* BEGIN Information shown *

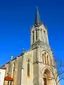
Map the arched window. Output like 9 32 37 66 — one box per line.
33 31 34 43
36 30 37 40
13 62 15 71
27 59 30 77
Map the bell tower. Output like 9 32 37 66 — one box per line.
31 8 49 49
31 8 57 85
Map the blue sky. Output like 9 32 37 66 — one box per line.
0 0 64 83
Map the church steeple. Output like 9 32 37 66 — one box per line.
34 7 42 27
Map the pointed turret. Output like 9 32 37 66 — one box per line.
34 7 42 27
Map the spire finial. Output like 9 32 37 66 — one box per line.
34 6 42 27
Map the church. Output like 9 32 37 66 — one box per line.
2 8 59 85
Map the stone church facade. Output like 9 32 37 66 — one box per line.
2 9 57 85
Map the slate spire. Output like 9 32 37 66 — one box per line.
34 7 42 27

* END Information shown *

The exercise: Please express everything from the line containing "Map the slate" down to the end of the items as a numbered list, leaving out any blank lines.

Exercise answer:
1. Map the slate spire. Output like 9 32 37 66 — one box per line.
2. 34 7 42 27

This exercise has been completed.